• [Text excerpt]
_ _ _ _
I’ve looked through LOTG and searched the archives and cannot find a definitive answer to the following:

Keeper Punting the Ball – Enforcement of the PA in the taking of the punt. There is differing Veteran Referee opinions / judgements: A) PA is enforced from where the ball meets the foot; B) PA is enforced from where the ball left the hand(s) of the keeper in starting the punt toss.

Example: the keeper tosses the ball into the air from inside the PA but strikes the ball 2-3 feet outside of the area. Legal?

USSF answer (October 12, 2010):
Let’s look at it in increments. If any part of the ball is on the line, the ball is within the penalty area. The fact that part of the ball might be outside the penalty area is irrelevant. The BALL on the line is still in the penalty area and, accordingly, it can still be handled by the goalkeeper, and that includes ANY PART of the ball. The BALL is a whole thing and either is or is not in the penalty area. If it is, it can be handled by the goalkeeper. If it is not, it cannot be handled by the ‘keeper.

If the goalkeeper releases the ball from his (or her) hands while within the penalty area, but does not kick the ball until it is outside the penalty area, no offense has occurred. That is entirely legal.

While recognizing that the offense by the goalkeeper of crossing the penalty area line completely with the ball still in hand is often debatable, and that it is usually trifling, we must also recognize that it is certainly an infringement of the Law and must always be treated as such by the referee. The referee will usually warn the goalkeeper about honoring the penalty area line but allow the first such act to go unpunished; however the referee must then clearly warn the goalkeeper to observe and honor the line and the Law. If it occurs again, the referee should call the foul and, if the offense is repeated yet again, caution the goalkeeper for persistent infringement of the Laws of the Game.

We have heard, but cannot believe, that any referee instructor in any state would tell referees to punish this offense with an indirect free kick. The correct restart is a direct free kick for the opposing team from the place where the offense occurred. That means the point just outside the penalty area where the goalkeeper still had the ball in hand.

One unfortunate thing is that in many cases assistant referees do not do their job correctly in this respect. Instead of judging the place where the ball is released from the goalkeeper’s hands, they concentrate on the place where the goalkeeper’s foot meets the ball, which could be well outside the area with no offense having occurred.

[This answer repeats materials used in answers from 2003-2009, all in the archives of this site.]…


hi my question is this if the player is on the line and puts his hands up to stop the ball from crossing the line in what happen.

I thought it was called a goal and a red card is given .
_ _ _ _
• [Record extracts]
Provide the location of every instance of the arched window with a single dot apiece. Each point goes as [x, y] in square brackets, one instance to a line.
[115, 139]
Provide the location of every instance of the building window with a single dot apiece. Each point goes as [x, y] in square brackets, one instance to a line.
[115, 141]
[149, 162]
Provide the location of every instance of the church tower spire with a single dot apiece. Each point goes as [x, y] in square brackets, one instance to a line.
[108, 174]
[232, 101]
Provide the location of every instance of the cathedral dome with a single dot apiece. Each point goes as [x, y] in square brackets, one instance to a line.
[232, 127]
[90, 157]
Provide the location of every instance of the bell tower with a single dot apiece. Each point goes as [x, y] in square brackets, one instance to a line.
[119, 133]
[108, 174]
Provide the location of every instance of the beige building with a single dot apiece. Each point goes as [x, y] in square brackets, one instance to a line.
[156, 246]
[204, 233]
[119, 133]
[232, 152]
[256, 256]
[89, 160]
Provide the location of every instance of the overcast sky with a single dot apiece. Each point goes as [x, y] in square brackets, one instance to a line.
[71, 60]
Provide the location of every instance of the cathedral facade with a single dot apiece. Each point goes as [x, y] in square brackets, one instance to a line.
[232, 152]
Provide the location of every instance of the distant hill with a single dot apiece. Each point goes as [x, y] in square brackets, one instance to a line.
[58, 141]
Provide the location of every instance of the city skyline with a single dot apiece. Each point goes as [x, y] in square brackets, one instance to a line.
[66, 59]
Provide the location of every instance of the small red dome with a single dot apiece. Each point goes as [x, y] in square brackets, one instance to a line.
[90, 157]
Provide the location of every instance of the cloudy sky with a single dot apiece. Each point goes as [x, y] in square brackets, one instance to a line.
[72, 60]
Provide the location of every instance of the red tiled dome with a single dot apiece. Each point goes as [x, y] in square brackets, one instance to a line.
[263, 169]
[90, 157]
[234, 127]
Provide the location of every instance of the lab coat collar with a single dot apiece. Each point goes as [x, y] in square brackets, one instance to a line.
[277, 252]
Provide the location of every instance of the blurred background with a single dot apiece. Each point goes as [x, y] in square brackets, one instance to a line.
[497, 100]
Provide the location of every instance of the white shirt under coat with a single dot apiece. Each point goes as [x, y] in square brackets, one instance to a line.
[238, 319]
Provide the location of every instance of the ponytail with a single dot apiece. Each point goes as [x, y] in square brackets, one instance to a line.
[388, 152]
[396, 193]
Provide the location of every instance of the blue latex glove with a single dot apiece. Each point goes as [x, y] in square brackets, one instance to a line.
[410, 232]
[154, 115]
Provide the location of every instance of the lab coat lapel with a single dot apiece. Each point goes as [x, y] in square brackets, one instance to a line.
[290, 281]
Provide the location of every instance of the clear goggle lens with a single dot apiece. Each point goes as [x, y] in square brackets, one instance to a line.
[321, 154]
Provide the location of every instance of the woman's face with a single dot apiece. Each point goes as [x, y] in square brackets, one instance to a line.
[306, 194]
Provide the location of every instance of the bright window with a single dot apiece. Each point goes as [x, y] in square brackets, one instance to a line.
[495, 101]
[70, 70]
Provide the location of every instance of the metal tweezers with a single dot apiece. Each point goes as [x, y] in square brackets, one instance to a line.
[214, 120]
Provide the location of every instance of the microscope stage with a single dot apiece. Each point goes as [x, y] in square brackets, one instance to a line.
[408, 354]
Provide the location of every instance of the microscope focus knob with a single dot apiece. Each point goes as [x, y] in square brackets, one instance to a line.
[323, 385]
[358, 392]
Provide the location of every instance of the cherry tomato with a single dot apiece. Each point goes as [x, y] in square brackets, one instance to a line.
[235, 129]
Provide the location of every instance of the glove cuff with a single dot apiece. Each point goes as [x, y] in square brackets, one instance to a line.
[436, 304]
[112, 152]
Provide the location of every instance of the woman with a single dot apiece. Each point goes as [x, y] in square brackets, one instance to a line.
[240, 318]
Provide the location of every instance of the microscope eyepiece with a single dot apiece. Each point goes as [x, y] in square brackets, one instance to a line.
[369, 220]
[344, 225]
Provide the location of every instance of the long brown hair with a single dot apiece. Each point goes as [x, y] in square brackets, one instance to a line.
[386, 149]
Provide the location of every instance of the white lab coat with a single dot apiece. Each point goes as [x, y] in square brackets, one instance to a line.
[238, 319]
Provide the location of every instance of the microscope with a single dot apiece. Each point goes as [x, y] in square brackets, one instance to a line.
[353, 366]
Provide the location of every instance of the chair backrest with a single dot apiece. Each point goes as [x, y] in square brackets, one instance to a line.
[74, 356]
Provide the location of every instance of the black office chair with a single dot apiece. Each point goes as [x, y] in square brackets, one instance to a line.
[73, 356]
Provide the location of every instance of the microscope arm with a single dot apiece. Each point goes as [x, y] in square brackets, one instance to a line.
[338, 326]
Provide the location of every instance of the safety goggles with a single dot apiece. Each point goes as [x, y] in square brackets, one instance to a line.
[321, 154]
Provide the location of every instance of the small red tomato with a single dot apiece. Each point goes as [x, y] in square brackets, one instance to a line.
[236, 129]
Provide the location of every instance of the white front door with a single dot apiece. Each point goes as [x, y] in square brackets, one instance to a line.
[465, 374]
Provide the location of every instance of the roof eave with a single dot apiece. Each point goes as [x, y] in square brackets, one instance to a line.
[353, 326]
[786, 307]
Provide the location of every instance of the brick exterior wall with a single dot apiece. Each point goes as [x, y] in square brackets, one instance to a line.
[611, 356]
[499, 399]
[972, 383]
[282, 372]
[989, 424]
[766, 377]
_ _ _ _
• [Brief A] Retype the stretch of the goalkeeper punting text from "Keeper Punting the" through "the punt toss.", keeping every word and punctuation mark unchanged.
• [Brief B] Extend the goalkeeper punting text from its final sentence onward, keeping its manner and subject.

• [Task answer A]
Keeper Punting the Ball – Enforcement of the PA in the taking of the punt. There is differing Veteran Referee opinions / judgements: A) PA is enforced from where the ball meets the foot; B) PA is enforced from where the ball left the hand(s) of the keeper in starting the punt toss.

• [Task answer B]
USSF answer (July 6, 2010):
You are not alone in your wish that this was true, but not in soccer, or at least not yet. There is a rule in both forms of rugby that allows the referee to award what is called a “penalty try” when an opponent commits misconduct, and thus prevents a try — the equivalent of a goal or touchdown in rugby — being scored. However, there is no such rule in soccer. The referee sends off the player who prevented the goal or the obvious goalscoring opportunity and restarts in accordance with the nature of the foul that led to the misconduct. In the situation you describe, that would be a penalty kick.…


In an NPSL match, as the match went on and became more contentious, the assistant coach as well as several substitutes began standing in the technical area, occasionally making dissenting remarks.

One comment by an assessor was to allow only one team official to stand at a time.

Is there any USSF requirement that players or coaches remain seated?

As a fourth official, can I demand that the players or coaches remain seated?

USSF answer (June 17, 2010)
The competition rules of NPSL do nor require team officials to stand one at a time, nor that they remain seated. The same applies to the published USSF indoor rules, probably because most facilities don’t always even have seats in the benches.

However, if the teams were playing outdoor soccer, the Law does require that only one team official at a time be standing in the technical area.…


During the game, the center referee (CR) issued a yellow card to a player for a (presumed) reckless tackle. After showing the yellow card, the CR was called over to the sidelines by another referee who was mentoring the game (GU15). If the center referee issues a yellow card for a reckless foul, can a 5th referee (the mentor) recommend to change the yellow to a red, and have the center referee change the yellow to a red on the spot? The 5th referee being a mentor but is not a 4th official and not having no active part of the game.

USSF answer (May 4, 2010):
Unless there is some special rule in your state that does not exist in other states, the mentor (or the assessor) is not allowed to interfere with the referee’s handling of the game until after the game has ended; not at a stoppage, not at halftime. He or she cannot intervene to make the referee change a call or take back a card or anything else. That sort of thing is done in the postgame conference.

However, the mentor (but NOT the assessor) could quietly suggest to the nearer assistant referee that the referee might wish to do this a bit differently — provided that the game has not already been restarted. The AR could then pass this information on to the referee.…


is it possible to call dangerous play instead of direct kick foul when physical contact is made? ie: ball is rolling toward and near goal line, defender is 1 step ahead of attacker, both runner toward goal line, defender reaches around the ball to clear it back toward halfway line and kicks attacker in the process. not kicks toward attacker but makes physical contact, kicking the attacker on his follow through. my ar’s argued the defender didn’t see attacker gaining ground and didn’t intend to kick him, dangerous play. i believe as soon as physical contact is made, dangerous play is no longer an issue, it must be straight forward direct free kick for “kicking an opponent”. is it possible to call “dangerous play”?

USSF answer (April 17, 2010):
No, it is not possible to call playing dangerously when there is contact. In this situation we see no foul at all, simply incidental contact. No kicking or attempting to kick, no playing dangerously. It is simply a trifling contact that is not a foul, unless the referee believes in his or her heart of hearts that the act was premeditated — and your description of the situation does not suggest that.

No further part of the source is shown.